The South African Meat Merino or SAMM is a wool and meat sheep originating in South Africa, but now found throughout the world.

The SAMM is derived from the German Merinofleischschaf animals imported into South Africa from Europe in 1932, to improve the quality of wool and meat from sheep in South Africa. The Deutsche Fleisch Merino is a common meat sheep in Germany, Austria, and Poland. In South Africa, the German name was translated into Afrikaans as Duitse Vleis Merino and then into English as "German Mutton Merino". The South African breed was recognised as separate in 1971 when the name was changed to South African Mutton Merino.

The SAMM has been developed as a versatile, hardy, polled dual-purpose breed. Ewes have a good maternal instinct and high milk production. Mature ewes will grow up to about 95 kg and rams to over 100 kg. Ewes will produce 3.5 kg to 4.5 kg of medium/strong wool. The wool is classified separately from the higher quality wool of Merinos, to avoid the risk of contamination of the latter with hair and kemp fibre from the SAMM wool.

**BRIEF A**
List every country the sheep breed text names.
**BRIEF B**
Give a two-sentence summary of the text on the SAMM breed.
**BRIEF C**
Extend the text on the SAMM sheep breed, starting after its final sentence.

[Data items]
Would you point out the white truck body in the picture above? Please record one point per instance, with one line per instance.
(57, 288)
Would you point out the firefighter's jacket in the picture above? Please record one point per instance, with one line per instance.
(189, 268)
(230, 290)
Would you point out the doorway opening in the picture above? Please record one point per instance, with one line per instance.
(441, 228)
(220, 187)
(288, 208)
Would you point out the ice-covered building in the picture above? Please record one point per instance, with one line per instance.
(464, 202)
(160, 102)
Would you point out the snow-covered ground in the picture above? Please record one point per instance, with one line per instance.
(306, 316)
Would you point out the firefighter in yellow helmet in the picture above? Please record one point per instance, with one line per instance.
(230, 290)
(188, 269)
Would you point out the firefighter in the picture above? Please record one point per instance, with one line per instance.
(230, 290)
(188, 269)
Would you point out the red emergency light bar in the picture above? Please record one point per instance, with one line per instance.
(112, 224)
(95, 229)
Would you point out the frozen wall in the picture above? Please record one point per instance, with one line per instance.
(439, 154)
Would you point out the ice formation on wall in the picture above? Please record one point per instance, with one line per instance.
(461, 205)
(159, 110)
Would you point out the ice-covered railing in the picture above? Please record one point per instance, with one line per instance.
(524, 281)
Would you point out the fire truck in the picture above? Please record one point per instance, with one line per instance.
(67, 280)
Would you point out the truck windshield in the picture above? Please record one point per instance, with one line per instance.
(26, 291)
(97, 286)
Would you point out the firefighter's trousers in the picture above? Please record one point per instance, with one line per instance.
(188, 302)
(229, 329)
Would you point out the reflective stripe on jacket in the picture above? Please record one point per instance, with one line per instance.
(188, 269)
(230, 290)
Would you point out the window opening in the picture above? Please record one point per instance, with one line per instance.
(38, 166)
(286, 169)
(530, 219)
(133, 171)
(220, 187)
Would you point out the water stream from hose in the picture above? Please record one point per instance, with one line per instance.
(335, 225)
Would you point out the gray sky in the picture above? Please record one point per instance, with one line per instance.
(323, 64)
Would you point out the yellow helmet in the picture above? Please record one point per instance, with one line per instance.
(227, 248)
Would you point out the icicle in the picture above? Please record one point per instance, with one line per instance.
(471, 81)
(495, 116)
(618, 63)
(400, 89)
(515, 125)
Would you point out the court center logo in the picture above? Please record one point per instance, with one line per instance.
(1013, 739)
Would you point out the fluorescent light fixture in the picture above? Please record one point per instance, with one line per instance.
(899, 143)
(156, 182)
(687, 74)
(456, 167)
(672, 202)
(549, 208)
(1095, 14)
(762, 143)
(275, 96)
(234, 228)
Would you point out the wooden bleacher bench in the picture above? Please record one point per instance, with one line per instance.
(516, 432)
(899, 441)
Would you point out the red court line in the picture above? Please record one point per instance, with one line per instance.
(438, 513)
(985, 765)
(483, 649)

**EXPECTED OUTPUT A**
South Africa, Germany, Austria, Poland

**EXPECTED OUTPUT B**
The South African Meat Merino (SAMM) is a wool and meat sheep descended from German Merinofleischschaf animals brought to South Africa in 1932. It was recognized as a separate breed in 1971 and developed as a hardy, polled dual-purpose sheep whose ewes reach about 95 kg, produce 3.5 to 4.5 kg of medium/strong wool, and show strong maternal instinct and high milk production.

**EXPECTED OUTPUT C**
The SAMM is bred specifically to produce a slaughter lamb at an early age (35 kg at 100 days of age). In judging SAMMs the emphasis is on conformation (in relation to producing meat), 60%, and not on the animal's wool (40%).

SAMM rams have almost entirely replaced British breeds as terminal sires in the harsh regions of South Africa, where they (and their hybrids) are more adaptable than the former breeds. They were first imported into Australia in 1996. Also in 1996, Peggy Newman imported SAMM embryos from South Africa creating the first SAMM flock in Canada. In 1999, Dwight and Gwendolyn Kitzan from Nisland, South Dakota – USA, imported one of Newman’ embryo SAMM ram and have been developing the SAMM breed in the United States using top Australian SAMM producers bloodlines.